Given passage:

__________________________________________________

Tuesday, November 30, 2010

Life is funny...

Its coming.  And, I truly feel I can’t face it.  I keep finding myself there, in that fucking baby pink nightmare that was my box.  Before I found out that hell was only down in the basement, I regarded that pink box with all the horror my little self could muster.  I still feel it, its… choking gagging revolted horror.  And, I feel sick at my stomach.  I don’t think I can do it.  I’m so fucking scared.  I don’t want to die.  And, even if it isn’t real… it is to me, while it is happening it IS REAL.  And, I’m scared, I don’t want to die.

So, flashbacks suck, and I’m kinda loosing my sense of humor about it. 

I’m sitting here almost in tears again….

No… it aint funny.

Monday, November 29, 2010

Drowning...

The first time I remember him drowning me... I was little, really really little.  My guess is I was about 2, maybe just a tad younger...

It was after one of the first penetrative fingering sessions.  I was bleeding.  I got in the tub and the water turned red and I thought I was dying.  I panicked and started making a fuss (Granddaddy rule one:  Don't call attention to yourself unless you really want my undivided attention.  Granddaddy's undivided attention, sucked, every time.) and he stomped into the bathroom and demanded to know what the fuck was wrong with me.  I don't remember what I babbled at him, my memories of my own actions are very fuzzy and unclear most of the time (cause what I did didn't matter, what was going to happen, happened, and I had no hope of influencing the outcome once he started shouting), but I remember him with an insane amount of clarity over 30 years later.  His smell, the texture of his skin, the lines of rage and I now believe fear that stood out on his face whenever he looked at me...

At any rate... he discerned that my concern was that my death was immanent.  And, it pissed him off a lot.  A whole lot.

He grabbed me by the back of the hair and jerked me up out of the water, holding me against his chest.  His voice became very precise and slow.  "Why you always gotta pick the hard way, Cunt?!?"  (I still hear that shit.  I hear that cocksucker's voice every time I do something fucktard stupid and then have to run around and fix it.)

"This is what dying feels like."  And then he used my hair to hold me under the water.  Until after I quit fighting.  Until after the world dimmed to black.  After the brilliant white light.  And, then blackness.  Then everything was out of focus.  His foul breath, chewing tobacco and Old Milwaukee, it was blowing into me, forcing my lungs to do... something.  And, then everything is puke and snot and shit and pink bloody water.

__________________________________________________

Provided data:

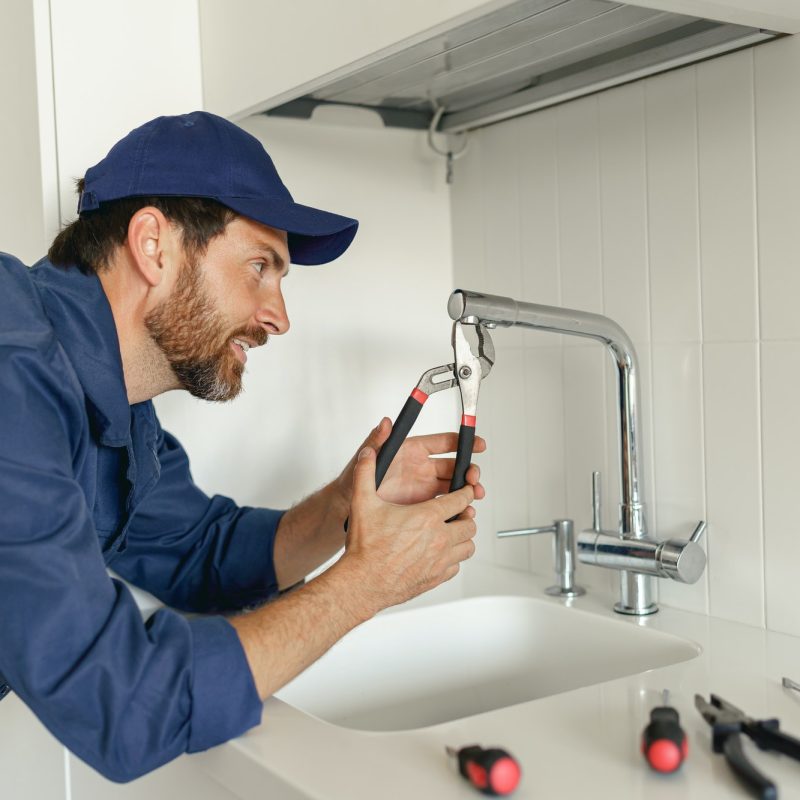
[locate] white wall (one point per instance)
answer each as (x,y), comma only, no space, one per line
(671,206)
(22,204)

__________________________________________________

To do:
In the blog entry dated Tuesday, November 30, 2010, what does the writer say they are losing because of flashbacks? The data here was taken from a separate source.

The completed task:
Their sense of humor.